##### SOURCE TEXT #####
It seems now that one of the beneficial outcomes of our unjust war against Iraq is a general re-thinking of globalization. As consequences go, you can be sure that this one was unintended. Nevertheless, at the highest levels the world over, globalization is being given a second look. On May 10th, even the Pope — heretofore an ardent and unconditional supporter of globalization — said that globalization in the future needs to be "guided and regulated". It seems that greed has turned the predicted win-win for globalization into a decided lose-lose situation, and world leaders are not amused.

You will recall that one of the advertised benefits of globalization was the general "lifting up" of poor countries. Instead, corporations have taken advantage of the situation. Just like the Standard Oil debacle at the beginning of the 20th century in which the Rockefeller's owned everything from the well-head to the gas pump, 21st century corporations are shopping the world for peasant labor, supplanting their "high-priced" indigenous labor with workers who will do the job at pennies on the dollar. A monopoly on low-cost peasant labor is the modern goal. The result? A gradual but certain "dragging-down" of real wages in the industrialized world. World leaders are just now realizing that the law — international law in this case — is a detriment to both low and middle income workers, and that substantial change is needed to rectify the situation. More on this at the end of the article.

On March 19th, 2003, the BBC reported that the IMF is even re-thinking its policies [2]. A report by Chief IMF Economist Kenneth Rogoff states that there is no proof of a beneficial outcome when poor countries join the global economy. It further states that only a handful of countries like Russia, Indonesia, Brazil and Argentina have followed the IMF's advice to open their countries to foreign investment, and were promptly burned when those same foreign investors yanked their dollars out-of-country at the first sign of economic trouble, thus shoving these fledgling open economies into recession. Admittedly, graft and corruption inside these countries did not help matters.
##### MATERIAL #####
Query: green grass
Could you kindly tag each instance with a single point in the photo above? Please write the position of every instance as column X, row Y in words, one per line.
#####
Write out the globalization piece from "It seems now" to "are not amused.", changing "globalization" to "free trade" wherever it occurs. The data is unrelated to the globalization piece.

It seems now that one of the beneficial outcomes of our unjust war against Iraq is a general re-thinking of free trade. As consequences go, you can be sure that this one was unintended. Nevertheless, at the highest levels the world over, free trade is being given a second look. On May 10th, even the Pope — heretofore an ardent and unconditional supporter of free trade — said that free trade in the future needs to be "guided and regulated". It seems that greed has turned the predicted win-win for free trade into a decided lose-lose situation, and world leaders are not amused.